_Task requirements_. Pick out and copy every line in the items below that contains the word "yellow". Case counts.

_Task input_.
————————

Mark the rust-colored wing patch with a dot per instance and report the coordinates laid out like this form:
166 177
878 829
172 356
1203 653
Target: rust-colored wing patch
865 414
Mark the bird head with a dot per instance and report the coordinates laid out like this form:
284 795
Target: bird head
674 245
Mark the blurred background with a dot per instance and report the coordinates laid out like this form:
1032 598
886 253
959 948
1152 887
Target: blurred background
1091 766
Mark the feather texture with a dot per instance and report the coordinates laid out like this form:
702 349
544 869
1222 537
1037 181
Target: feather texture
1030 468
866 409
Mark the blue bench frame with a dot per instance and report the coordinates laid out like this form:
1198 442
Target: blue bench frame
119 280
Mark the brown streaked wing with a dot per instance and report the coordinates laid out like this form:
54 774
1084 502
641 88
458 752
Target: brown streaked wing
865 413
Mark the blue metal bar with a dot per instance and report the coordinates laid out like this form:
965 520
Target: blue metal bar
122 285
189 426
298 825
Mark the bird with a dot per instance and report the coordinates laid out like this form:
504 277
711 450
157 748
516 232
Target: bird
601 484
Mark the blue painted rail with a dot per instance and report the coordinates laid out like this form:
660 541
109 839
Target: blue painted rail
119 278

————————

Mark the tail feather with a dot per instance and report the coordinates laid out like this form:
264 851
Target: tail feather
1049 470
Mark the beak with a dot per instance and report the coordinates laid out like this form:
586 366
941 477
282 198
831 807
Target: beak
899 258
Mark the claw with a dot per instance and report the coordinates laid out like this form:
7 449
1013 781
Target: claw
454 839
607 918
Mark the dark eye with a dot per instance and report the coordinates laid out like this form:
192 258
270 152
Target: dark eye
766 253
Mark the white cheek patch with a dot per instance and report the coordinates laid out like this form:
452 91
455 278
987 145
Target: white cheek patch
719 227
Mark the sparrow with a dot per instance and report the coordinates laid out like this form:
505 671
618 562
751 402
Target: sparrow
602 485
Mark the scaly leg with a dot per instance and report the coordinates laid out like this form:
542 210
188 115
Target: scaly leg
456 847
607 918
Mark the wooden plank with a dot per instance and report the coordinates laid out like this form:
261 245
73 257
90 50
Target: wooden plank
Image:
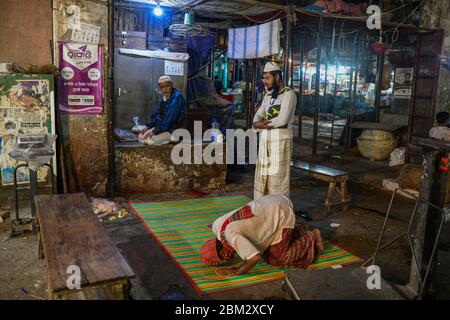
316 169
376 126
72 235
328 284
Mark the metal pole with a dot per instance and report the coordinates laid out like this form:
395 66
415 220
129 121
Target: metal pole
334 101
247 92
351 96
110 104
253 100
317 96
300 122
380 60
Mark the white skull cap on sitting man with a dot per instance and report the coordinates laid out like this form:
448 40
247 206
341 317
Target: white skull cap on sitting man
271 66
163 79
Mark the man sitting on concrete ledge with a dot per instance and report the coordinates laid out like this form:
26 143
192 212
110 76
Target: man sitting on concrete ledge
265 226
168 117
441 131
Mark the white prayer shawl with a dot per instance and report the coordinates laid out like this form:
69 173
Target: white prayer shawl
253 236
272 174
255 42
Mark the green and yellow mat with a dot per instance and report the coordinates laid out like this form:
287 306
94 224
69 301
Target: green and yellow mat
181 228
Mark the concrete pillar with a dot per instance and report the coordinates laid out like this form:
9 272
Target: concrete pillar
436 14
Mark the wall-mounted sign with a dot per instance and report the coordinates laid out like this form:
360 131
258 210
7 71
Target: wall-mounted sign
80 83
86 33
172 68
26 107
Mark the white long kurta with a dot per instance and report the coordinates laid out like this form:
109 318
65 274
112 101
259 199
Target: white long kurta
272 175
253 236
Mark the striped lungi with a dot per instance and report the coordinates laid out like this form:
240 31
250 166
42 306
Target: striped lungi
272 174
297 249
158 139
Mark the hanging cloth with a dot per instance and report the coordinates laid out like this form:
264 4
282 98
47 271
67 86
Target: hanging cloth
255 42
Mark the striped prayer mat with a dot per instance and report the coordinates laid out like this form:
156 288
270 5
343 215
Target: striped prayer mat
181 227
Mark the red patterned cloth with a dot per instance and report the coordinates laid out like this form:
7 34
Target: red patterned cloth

————————

_Exercise response_.
Mark the green and yellow mat with a dot per instance and report the coordinates laid out like this form:
Target: green and yellow mat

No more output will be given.